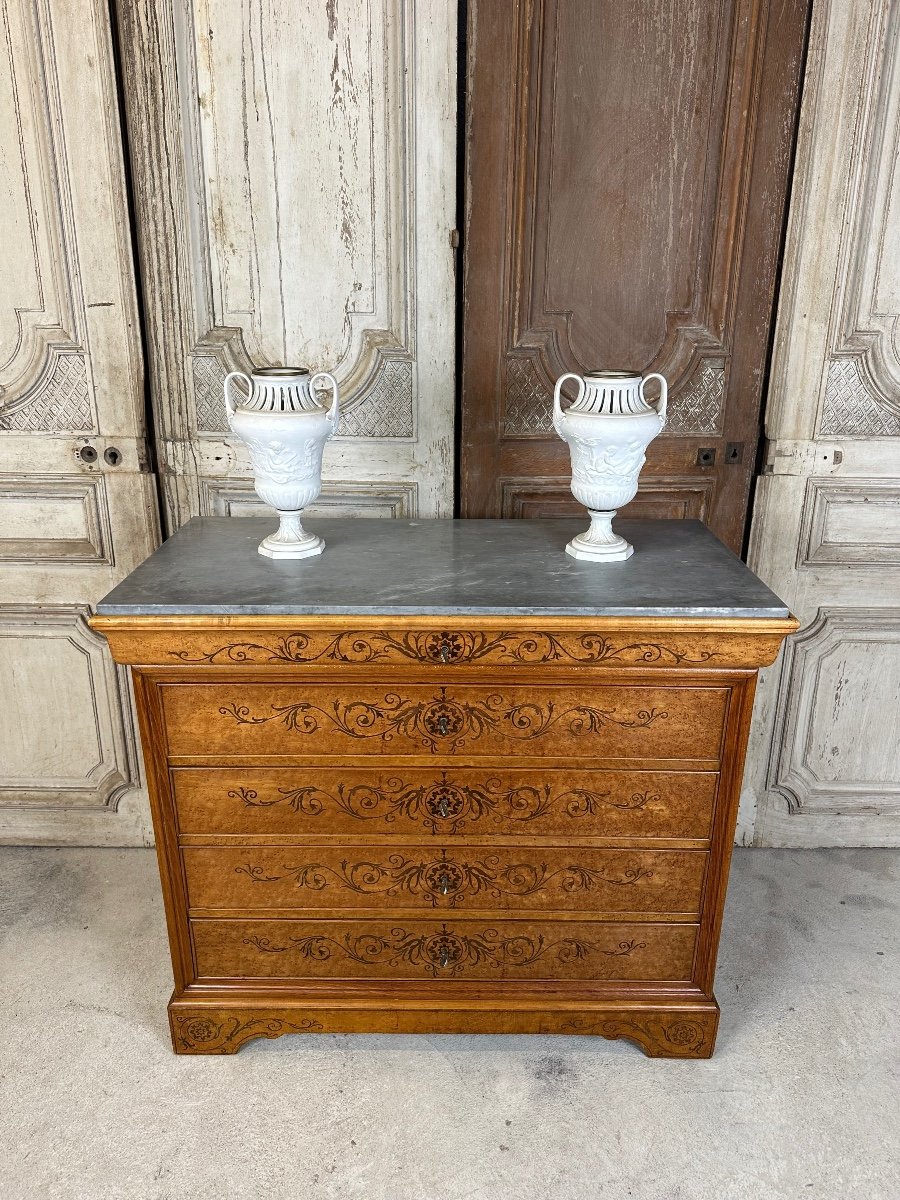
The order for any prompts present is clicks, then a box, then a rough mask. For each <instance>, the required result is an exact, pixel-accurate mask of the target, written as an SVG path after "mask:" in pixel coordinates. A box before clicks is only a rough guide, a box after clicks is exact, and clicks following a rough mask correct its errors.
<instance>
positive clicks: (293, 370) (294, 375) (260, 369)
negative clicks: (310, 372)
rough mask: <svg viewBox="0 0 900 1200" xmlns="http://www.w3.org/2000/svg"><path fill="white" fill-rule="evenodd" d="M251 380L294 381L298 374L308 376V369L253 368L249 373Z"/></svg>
mask: <svg viewBox="0 0 900 1200" xmlns="http://www.w3.org/2000/svg"><path fill="white" fill-rule="evenodd" d="M250 373H251V377H252V378H254V379H256V378H259V379H294V378H296V376H300V374H308V373H310V368H308V367H253V370H252V371H251V372H250Z"/></svg>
#####
[Task instructions] Hand back the exact lines from the start of the entries to the line with "negative clicks: (310, 372)", both ends kept and pictures left out.

[Answer to this problem]
The order for any prompts present is clicks, then a box, then a rough mask. For each <instance>, the required result is an exact, pixel-accurate mask of the target, written as an SVG path after "mask:" in pixel coordinates. A box before clicks is only a rough guide, a box after clicks is exact, and clicks following a rough mask correct its errors.
<instance>
positive clicks: (293, 370) (294, 375) (260, 369)
negative clicks: (310, 372)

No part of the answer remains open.